• **Exercise prompt**: Each line of the records has to be copied exactly, though the pictures must be left out.

**** The records

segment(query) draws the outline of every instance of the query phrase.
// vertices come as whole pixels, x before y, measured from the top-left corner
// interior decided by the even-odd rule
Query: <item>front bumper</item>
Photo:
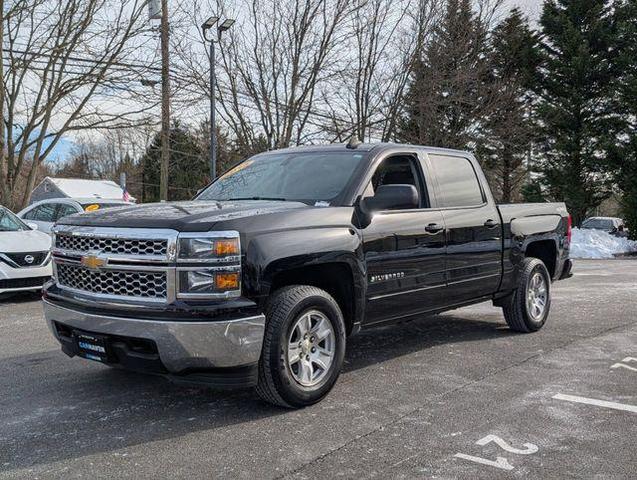
[[[13,268],[0,261],[0,293],[39,290],[51,278],[51,262],[40,267]]]
[[[225,321],[147,320],[85,313],[46,300],[44,316],[67,353],[68,338],[60,334],[60,325],[117,338],[150,340],[164,370],[151,373],[175,375],[255,365],[265,329],[262,314]]]

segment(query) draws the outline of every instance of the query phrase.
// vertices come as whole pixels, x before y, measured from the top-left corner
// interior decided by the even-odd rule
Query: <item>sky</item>
[[[47,142],[44,142],[44,148],[46,149]],[[75,144],[72,140],[62,137],[60,141],[57,143],[51,154],[47,157],[47,162],[51,162],[53,164],[58,164],[67,160],[71,152],[73,151],[73,147]]]
[[[542,3],[541,0],[505,0],[504,9],[506,11],[518,7],[528,17],[531,24],[535,25],[542,13]]]
[[[39,134],[40,130],[34,131],[32,136],[30,137],[30,140],[35,139]],[[51,138],[44,140],[42,151],[45,151],[48,148],[51,141]],[[70,157],[74,147],[75,143],[73,142],[73,140],[62,137],[55,145],[51,153],[47,156],[45,162],[52,164],[60,164],[61,162],[64,162]]]

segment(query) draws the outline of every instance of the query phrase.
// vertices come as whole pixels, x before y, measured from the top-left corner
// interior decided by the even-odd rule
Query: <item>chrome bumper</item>
[[[93,333],[152,340],[170,373],[254,364],[265,328],[264,315],[214,322],[154,321],[83,313],[46,300],[44,317],[60,343],[54,321]]]

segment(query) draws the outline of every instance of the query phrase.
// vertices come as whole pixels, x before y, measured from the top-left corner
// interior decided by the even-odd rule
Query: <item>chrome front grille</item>
[[[73,252],[100,251],[117,255],[156,255],[165,257],[168,252],[168,240],[84,237],[58,233],[55,236],[55,247]]]
[[[166,299],[166,272],[90,270],[80,265],[57,265],[57,281],[62,287],[99,295],[143,299]]]
[[[53,278],[61,292],[52,289],[50,293],[72,295],[75,300],[109,308],[156,308],[189,298],[179,289],[178,279],[184,271],[241,269],[240,256],[211,256],[205,262],[191,262],[179,259],[177,254],[181,235],[237,238],[236,231],[180,234],[172,229],[56,225],[53,234]],[[206,298],[232,295],[236,292],[214,292]]]
[[[109,305],[175,301],[175,230],[57,225],[53,233],[60,289]]]

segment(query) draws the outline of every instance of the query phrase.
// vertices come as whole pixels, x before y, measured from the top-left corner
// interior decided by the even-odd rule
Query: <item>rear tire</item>
[[[551,309],[551,276],[537,258],[526,258],[520,266],[515,292],[504,301],[502,310],[511,330],[536,332],[544,326]]]
[[[307,285],[283,287],[265,309],[257,393],[268,403],[302,408],[325,397],[345,356],[345,321],[336,301]]]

********

• **Exercise result**:
segment(query) draws the outline of every instance of the query phrase.
// vertices come as whole pixels, x before y, measured from the top-left corner
// interior decided by the even-odd rule
Query: <item>front bumper</item>
Photo:
[[[13,268],[0,261],[0,293],[39,290],[51,278],[51,262],[40,267]]]
[[[225,321],[147,320],[85,313],[46,300],[44,316],[67,353],[68,338],[60,334],[60,325],[117,338],[150,340],[164,370],[151,373],[175,375],[255,365],[265,329],[262,314]]]

segment(query) draws the outline of every instance of the query phrase.
// vertices come as whole pixels, x before y, measured from the top-left corner
// interior decided by the even-odd rule
Query: <item>sky</item>
[[[47,142],[44,142],[44,148],[46,149]],[[75,144],[72,140],[62,137],[60,141],[57,143],[51,154],[47,157],[47,162],[51,162],[53,164],[58,164],[67,160],[71,152],[73,151],[73,147]]]
[[[542,3],[541,0],[505,0],[504,9],[506,11],[518,7],[528,17],[531,24],[535,25],[542,13]]]
[[[39,134],[40,130],[34,131],[32,136],[30,137],[30,140],[35,139]],[[51,138],[44,140],[42,151],[45,151],[48,148],[51,141]],[[70,157],[74,147],[75,143],[73,142],[73,140],[62,137],[55,145],[51,153],[47,156],[45,162],[52,164],[60,164],[61,162],[64,162]]]

segment(query) draws the outline of every instance of the query phrase.
// vertices come as whole pixels, x before y, measured from the top-left corner
// interior decided by the even-odd rule
Query: <item>chrome bumper</item>
[[[93,333],[152,340],[170,373],[254,364],[265,328],[264,315],[214,322],[154,321],[83,313],[46,300],[44,317],[60,343],[54,321]]]

segment(query) draws the outline of every instance of the query phrase.
// vertices come as whole pixels, x before y, measured from the top-left corner
// interior decided by the even-odd rule
Query: <item>chrome front grille</item>
[[[73,252],[100,251],[117,255],[156,255],[165,257],[168,252],[168,240],[84,237],[58,233],[55,236],[55,247]]]
[[[166,299],[166,272],[90,270],[80,265],[57,265],[57,281],[62,287],[99,295],[143,299]]]
[[[53,278],[61,292],[52,289],[50,293],[72,295],[75,300],[109,308],[156,308],[189,298],[179,289],[178,279],[184,271],[241,269],[240,256],[211,256],[205,262],[191,262],[179,259],[177,254],[181,235],[237,238],[236,231],[180,234],[172,229],[56,225],[53,234]],[[206,298],[232,295],[236,292],[214,292]]]
[[[109,305],[175,301],[175,230],[57,225],[53,233],[60,289]]]

segment(query) draws the outline of every instance of the query phrase.
// vertices come as whole pixels, x before y, measured from the top-left corner
// interior decided by the even-odd rule
Query: <item>rear tire</item>
[[[551,309],[551,276],[537,258],[526,258],[520,266],[515,292],[504,301],[502,310],[511,330],[536,332],[544,326]]]
[[[307,285],[283,287],[265,309],[257,393],[268,403],[302,408],[325,397],[345,356],[345,321],[336,301]]]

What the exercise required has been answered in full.